- [Brief]:
Copy each line of the data below that contains the word "positive".

- [Records from a data source]:
..........
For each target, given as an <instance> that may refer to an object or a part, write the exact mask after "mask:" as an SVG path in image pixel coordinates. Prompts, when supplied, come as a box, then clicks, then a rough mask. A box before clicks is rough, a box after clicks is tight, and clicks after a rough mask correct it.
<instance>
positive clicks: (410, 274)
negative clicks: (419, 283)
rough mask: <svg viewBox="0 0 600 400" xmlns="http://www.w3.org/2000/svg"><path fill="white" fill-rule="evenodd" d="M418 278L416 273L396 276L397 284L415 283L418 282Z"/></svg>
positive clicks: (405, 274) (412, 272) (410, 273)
..........
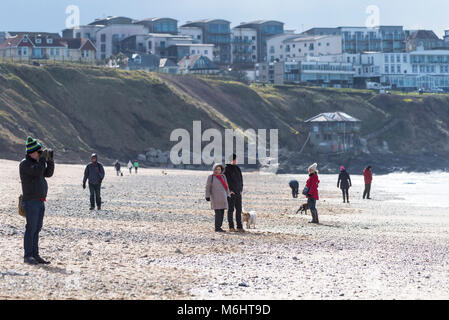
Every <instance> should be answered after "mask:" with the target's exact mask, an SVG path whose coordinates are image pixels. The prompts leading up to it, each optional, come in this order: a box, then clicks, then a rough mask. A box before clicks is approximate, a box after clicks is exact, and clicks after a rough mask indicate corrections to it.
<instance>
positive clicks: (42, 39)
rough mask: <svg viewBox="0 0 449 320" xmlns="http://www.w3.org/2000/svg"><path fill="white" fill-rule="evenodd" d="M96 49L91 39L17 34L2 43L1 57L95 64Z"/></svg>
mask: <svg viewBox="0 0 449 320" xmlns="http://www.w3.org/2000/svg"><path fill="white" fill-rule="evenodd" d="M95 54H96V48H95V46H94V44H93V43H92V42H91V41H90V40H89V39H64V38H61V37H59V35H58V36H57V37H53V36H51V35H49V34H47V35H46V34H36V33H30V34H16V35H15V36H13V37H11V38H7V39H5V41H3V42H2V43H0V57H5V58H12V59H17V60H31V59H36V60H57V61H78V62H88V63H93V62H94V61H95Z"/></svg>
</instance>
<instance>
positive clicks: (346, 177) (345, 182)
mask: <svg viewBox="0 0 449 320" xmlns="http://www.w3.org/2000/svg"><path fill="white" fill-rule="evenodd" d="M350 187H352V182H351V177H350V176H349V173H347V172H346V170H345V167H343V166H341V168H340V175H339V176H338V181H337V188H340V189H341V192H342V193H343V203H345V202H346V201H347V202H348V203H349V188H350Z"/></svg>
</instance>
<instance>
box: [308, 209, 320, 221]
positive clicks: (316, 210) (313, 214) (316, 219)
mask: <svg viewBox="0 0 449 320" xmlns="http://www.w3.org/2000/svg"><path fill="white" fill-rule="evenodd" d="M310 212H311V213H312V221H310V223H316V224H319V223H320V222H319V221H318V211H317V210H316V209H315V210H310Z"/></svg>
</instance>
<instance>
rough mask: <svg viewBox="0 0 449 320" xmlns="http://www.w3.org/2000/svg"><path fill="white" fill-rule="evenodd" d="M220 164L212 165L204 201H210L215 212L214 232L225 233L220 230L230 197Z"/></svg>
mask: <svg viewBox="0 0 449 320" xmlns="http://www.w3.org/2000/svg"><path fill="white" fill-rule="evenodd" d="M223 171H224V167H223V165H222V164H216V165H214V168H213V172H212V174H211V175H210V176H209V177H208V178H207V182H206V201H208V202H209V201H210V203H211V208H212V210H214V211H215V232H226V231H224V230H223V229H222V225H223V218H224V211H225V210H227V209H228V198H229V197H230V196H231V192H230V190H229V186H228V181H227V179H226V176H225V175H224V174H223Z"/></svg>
..........
- [Task output]:
positive clicks: (410, 274)
positive clicks: (405, 274) (412, 272) (410, 273)
positive clicks: (42, 39)
positive clicks: (346, 177) (345, 182)
positive clicks: (316, 210) (313, 214) (316, 219)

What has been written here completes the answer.